EXERCISE PASSAGE ->
It's hard to describe how much I loved this book. It's a little fantastical, a little paranormal, a lot emotional, and ridiculously wonderful.
This is the story of a girl whose head is just barely above water. Holly's boyfriend died last fall in a horrific car crash. Her mother is always working. Her sister is in need of constant supervision. Her grandfather joins their family when his Alzheimer's gets so bad that he can't be left alone. She has one friend at school and it seems like everyone else hates her. She has feelings for her dead boyfriend's best friend. It just can't get worse.
Her family is charming and wonderful, even when you want to scream at them in frustration. Her mother is just trying to keep her family afloat, even if it means working several jobs and spending little to no time at home. Her little sister has a good heart and is very lucky to have Holly there for a great role model. Her grandfather sinks farther and farther into the disease, descending where no one - except the ghost of Holly's boyfriend, Rob - can communicate with him. They're well-written and very realistic.

WHAT TO DO ->
a) Answer these questions from the book review:
(i) How did Holly's boyfriend die?
(ii) Why does Holly's grandfather join the family?
(iii) Who can still communicate with the grandfather?
b) Does each statement agree with the book review? Give yes or no, and quote the words that settle it.
(i) Holly has several friends at school.
(ii) Holly's mother works more than one job.
(iii) The reviewer finds the family unrealistic.

LISTED RECORDS ->
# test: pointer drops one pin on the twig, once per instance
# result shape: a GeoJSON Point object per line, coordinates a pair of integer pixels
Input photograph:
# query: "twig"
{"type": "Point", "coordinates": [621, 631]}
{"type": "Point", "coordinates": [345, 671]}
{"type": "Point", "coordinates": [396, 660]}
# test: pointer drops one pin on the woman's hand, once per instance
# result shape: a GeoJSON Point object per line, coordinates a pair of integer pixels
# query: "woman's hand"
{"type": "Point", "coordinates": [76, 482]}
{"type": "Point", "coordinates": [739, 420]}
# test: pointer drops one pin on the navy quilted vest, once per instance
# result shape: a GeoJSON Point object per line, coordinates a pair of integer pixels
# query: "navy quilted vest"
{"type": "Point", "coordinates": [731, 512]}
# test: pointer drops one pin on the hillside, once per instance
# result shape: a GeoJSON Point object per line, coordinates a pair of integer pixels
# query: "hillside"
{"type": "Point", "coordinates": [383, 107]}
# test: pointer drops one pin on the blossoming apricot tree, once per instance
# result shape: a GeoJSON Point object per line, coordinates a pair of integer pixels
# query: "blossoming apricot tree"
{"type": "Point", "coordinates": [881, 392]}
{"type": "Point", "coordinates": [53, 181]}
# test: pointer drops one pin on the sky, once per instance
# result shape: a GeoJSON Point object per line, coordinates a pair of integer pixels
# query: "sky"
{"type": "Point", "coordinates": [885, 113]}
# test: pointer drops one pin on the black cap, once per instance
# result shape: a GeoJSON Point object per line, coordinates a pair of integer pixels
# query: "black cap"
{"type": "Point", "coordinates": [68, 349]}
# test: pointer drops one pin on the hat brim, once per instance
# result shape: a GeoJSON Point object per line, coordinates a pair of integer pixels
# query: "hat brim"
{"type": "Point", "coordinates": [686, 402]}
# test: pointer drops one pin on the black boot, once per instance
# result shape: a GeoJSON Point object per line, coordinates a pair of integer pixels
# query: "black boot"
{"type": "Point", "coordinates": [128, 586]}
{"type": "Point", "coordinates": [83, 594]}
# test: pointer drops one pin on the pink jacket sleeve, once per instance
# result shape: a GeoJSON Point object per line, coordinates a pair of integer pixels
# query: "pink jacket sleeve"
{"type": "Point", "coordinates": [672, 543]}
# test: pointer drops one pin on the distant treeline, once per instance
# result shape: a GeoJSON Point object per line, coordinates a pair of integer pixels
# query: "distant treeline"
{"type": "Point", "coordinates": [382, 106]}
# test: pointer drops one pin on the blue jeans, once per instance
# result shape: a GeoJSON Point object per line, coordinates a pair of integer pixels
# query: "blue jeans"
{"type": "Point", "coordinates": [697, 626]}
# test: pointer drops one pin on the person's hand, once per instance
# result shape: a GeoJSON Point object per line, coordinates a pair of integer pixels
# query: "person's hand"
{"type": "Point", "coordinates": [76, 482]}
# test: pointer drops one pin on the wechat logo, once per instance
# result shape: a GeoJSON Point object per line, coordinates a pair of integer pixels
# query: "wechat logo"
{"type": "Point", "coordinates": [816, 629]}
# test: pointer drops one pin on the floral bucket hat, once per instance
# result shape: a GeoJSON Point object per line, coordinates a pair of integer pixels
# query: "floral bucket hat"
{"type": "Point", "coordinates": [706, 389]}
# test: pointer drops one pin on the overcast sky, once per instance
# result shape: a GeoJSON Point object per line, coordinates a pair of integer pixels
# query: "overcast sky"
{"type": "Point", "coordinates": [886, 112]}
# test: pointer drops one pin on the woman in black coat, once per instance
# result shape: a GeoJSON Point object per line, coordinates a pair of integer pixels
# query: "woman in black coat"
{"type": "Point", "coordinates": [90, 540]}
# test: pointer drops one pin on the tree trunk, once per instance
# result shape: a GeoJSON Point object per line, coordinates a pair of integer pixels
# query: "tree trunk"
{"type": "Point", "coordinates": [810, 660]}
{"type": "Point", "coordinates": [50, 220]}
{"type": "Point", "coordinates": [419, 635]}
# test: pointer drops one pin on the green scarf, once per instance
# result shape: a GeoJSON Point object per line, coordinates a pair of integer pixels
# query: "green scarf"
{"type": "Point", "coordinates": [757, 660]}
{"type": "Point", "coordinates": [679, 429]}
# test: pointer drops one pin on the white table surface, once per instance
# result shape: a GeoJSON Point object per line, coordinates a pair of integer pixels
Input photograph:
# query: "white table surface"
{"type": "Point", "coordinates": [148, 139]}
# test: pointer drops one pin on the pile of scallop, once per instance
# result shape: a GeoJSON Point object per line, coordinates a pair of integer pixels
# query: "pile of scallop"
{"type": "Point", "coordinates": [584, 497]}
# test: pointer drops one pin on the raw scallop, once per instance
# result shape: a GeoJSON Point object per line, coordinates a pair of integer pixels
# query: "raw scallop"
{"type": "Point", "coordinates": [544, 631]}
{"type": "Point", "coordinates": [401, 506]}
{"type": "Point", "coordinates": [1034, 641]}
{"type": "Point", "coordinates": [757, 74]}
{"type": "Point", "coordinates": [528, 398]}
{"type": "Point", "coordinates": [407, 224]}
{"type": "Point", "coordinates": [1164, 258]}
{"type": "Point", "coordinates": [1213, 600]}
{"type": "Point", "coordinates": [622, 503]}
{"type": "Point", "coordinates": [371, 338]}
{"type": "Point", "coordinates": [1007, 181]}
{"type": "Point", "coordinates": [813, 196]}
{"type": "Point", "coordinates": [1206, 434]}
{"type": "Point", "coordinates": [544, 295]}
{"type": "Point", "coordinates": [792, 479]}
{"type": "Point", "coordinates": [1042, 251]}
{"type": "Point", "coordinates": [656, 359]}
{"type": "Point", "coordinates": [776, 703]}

RESPONSE LIST ->
a)
(i) In a horrific car crash last fall.
(ii) His Alzheimer's got so bad that he can't be left alone.
(iii) The ghost of Holly's boyfriend, Rob.

b)
(i) No: "She has one friend at school"
(ii) Yes: "working several jobs"
(iii) No: "They're well-written and very realistic."